==== Information

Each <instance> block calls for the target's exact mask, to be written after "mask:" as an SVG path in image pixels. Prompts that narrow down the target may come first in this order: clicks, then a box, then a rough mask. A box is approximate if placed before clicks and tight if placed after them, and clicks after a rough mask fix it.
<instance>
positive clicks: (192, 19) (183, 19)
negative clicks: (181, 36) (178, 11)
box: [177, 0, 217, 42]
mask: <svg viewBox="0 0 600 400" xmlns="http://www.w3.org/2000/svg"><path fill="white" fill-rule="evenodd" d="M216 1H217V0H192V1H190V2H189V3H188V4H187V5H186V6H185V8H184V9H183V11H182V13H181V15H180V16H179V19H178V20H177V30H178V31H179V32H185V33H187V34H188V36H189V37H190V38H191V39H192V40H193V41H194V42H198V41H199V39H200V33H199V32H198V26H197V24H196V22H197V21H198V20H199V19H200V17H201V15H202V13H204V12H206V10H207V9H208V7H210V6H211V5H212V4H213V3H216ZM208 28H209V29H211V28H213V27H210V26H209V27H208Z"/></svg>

========

▸ Work to complete
Arrange the lines of the entries, from the very first line through the line containing "box: [177, 0, 217, 42]" (both ends included), as a Markdown table with the columns Row and Line Text, omitting any blank lines.

▸ Response area
| Row | Line Text |
|---|---|
| 1 | Each <instance> block calls for the target's exact mask, to be written after "mask:" as an SVG path in image pixels. Prompts that narrow down the target may come first in this order: clicks, then a box, then a rough mask. A box is approximate if placed before clicks and tight if placed after them, and clicks after a rough mask fix it. |
| 2 | <instance> |
| 3 | positive clicks: (192, 19) (183, 19) |
| 4 | negative clicks: (181, 36) (178, 11) |
| 5 | box: [177, 0, 217, 42] |